(RxWiki News) Hot flashes or power surges are bothersome and sometimes embarrassing no matter which name you call them by. Flushed skin, rivers of perspiration, and increased heat (not only in the kitchen) are menopausal symptoms that disrupt many women’s lives.
And while hormone replacement therapy is not safe for all women, there is hope on the horizon in the form of antidepressants.
"Antidepressants reduce hot flashes in 50% of women."
Ellen Freeman, a research professor in the department of obstetrics and gynecology at the University of Pennsylvania School of Medicine, reports that hormone treatment is the usual treatment for hot flashes because it is effective. However, because of the risks involved for many women, Freeman and her team set off in a different direction and discovered that antidepressants may offer relief to bothersome hot flashes.
Freeman and her team found that after eight weeks of taking Lexapro, female study participants had fewer hot flashes per day as compared to women on the placebo.
Fifty-five percent of the women in the Lexapro group reported at least a 50 percent reduction in the frequency of their hot flashes. The hot flashes remaining were less severe as well.
The Study
- Researchers studied 205 women between the ages of 40 and 62 who were either beginning menopause or who had finished the menopause transition in the past year
- The women were required to experience at least 28 hot flashes per week as that would classify them in the bothersome or severe category
- Most women had nearly 10 hot flashes a day at the start of the study
- Selective serotonin reuptake inhibitors (SSRIs) are approved by the U.S. Food and Drug Administration for the treatment of depression, but doctors sometimes prescribe them for "off-label" (non FDA-approved) uses, such as for treating pain or -- as in the study -- for the relief of hot flashes. SSRIs include drugs such as Celexa, Lexapro, Paxil, Prozac and Zoloft.
This remedy for hot flashes could mean that when “mama is happy, everyone is happy.”

****************

# Task A
How many women took part in the study described in the article on antidepressants and hot flashes?
# Task B
Copy everything in the hot flash article from "Ellen Freeman, a" down to "severe as well.", word for word.

# Listed records
****************

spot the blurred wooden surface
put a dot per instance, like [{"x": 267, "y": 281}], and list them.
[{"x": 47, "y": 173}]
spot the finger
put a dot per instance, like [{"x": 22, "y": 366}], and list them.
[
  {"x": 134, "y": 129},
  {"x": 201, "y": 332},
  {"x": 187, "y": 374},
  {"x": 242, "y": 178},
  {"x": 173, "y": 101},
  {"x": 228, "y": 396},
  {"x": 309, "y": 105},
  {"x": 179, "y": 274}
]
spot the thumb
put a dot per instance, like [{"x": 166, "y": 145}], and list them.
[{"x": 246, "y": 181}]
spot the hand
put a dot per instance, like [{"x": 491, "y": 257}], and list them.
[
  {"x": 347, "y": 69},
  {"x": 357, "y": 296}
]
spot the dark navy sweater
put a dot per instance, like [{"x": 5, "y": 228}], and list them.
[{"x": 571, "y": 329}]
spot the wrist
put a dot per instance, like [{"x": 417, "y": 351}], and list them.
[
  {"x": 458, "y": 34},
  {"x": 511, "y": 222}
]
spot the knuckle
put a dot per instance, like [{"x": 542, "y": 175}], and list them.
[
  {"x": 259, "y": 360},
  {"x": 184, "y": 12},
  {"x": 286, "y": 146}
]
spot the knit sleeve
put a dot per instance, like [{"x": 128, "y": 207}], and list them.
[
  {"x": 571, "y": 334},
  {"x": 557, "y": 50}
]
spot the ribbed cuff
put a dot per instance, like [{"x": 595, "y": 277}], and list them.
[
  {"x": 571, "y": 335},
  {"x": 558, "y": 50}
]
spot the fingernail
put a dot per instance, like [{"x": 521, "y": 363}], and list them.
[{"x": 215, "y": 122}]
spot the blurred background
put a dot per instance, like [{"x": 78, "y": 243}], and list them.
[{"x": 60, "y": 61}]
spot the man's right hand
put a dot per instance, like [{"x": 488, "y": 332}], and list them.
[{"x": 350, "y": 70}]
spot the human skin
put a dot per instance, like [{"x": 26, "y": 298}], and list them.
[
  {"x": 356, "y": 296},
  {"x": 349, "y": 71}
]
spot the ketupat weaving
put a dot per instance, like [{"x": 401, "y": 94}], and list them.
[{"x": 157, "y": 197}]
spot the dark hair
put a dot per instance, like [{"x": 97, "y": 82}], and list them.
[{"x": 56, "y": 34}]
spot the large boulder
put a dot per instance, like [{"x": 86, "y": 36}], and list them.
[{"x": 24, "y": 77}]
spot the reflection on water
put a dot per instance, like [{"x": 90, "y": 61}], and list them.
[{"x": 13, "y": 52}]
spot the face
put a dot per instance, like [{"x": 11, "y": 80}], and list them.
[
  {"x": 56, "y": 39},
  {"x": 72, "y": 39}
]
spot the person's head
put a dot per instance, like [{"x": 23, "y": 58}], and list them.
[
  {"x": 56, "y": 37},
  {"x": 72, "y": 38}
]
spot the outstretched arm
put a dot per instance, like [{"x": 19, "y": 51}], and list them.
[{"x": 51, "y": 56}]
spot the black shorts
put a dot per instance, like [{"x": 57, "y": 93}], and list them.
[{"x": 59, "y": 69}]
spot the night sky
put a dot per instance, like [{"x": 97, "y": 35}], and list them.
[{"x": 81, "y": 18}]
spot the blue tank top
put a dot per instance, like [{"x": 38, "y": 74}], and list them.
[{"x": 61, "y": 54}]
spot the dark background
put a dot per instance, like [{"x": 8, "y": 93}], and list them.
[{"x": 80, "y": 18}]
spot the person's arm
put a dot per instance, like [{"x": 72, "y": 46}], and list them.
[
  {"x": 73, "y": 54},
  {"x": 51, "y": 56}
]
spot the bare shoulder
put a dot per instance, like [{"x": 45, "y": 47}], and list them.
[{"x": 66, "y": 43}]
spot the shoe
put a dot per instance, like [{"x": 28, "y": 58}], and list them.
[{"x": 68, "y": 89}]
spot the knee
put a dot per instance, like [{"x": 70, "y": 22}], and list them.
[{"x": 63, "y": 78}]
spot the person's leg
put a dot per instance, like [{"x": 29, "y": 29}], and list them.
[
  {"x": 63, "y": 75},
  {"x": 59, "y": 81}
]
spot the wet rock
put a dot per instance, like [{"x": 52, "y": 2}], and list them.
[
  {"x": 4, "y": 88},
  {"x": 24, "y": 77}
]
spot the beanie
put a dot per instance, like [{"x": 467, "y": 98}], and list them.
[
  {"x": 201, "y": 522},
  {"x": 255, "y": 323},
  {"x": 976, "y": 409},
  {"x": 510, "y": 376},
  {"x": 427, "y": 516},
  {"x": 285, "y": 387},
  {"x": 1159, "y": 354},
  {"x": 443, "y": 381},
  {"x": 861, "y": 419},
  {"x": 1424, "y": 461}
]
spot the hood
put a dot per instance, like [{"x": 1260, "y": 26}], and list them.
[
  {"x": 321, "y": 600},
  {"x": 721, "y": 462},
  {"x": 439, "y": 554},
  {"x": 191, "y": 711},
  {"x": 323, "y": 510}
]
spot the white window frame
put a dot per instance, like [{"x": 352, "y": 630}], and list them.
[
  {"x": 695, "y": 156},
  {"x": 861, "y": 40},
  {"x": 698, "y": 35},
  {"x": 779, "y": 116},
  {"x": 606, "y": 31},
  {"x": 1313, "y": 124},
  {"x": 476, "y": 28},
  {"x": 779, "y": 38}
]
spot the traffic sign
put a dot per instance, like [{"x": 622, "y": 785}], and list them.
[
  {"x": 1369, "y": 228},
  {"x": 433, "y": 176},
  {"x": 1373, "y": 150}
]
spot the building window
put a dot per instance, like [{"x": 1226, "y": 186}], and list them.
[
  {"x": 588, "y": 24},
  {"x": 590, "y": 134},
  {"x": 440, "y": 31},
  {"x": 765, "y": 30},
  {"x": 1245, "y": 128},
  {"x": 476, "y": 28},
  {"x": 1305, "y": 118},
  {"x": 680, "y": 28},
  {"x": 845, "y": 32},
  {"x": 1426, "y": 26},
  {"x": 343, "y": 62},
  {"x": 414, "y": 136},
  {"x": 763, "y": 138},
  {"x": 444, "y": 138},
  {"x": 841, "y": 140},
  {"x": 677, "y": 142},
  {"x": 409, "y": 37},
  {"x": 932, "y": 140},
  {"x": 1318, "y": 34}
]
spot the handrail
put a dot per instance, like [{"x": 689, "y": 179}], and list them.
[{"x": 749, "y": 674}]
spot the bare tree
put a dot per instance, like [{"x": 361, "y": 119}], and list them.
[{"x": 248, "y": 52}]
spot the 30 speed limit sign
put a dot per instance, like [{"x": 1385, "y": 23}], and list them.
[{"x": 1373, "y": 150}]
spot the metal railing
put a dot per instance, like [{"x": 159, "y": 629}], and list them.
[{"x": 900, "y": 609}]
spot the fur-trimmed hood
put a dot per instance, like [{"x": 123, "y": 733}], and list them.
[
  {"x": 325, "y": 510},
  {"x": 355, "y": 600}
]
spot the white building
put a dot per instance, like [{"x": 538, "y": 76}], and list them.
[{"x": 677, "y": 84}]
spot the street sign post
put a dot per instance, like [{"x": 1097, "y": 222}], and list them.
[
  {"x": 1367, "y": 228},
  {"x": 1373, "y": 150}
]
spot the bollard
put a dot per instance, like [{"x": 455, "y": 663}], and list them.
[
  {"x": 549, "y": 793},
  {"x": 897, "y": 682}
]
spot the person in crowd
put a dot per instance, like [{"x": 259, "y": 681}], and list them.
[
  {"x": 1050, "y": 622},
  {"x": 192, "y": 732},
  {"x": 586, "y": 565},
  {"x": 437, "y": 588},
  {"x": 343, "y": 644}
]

****************

# Task solution A
205 women, aged 40 to 62.

# Task solution B
Ellen Freeman, a research professor in the department of obstetrics and gynecology at the University of Pennsylvania School of Medicine, reports that hormone treatment is the usual treatment for hot flashes because it is effective. However, because of the risks involved for many women, Freeman and her team set off in a different direction and discovered that antidepressants may offer relief to bothersome hot flashes.
Freeman and her team found that after eight weeks of taking Lexapro, female study participants had fewer hot flashes per day as compared to women on the placebo.
Fifty-five percent of the women in the Lexapro group reported at least a 50 percent reduction in the frequency of their hot flashes. The hot flashes remaining were less severe as well.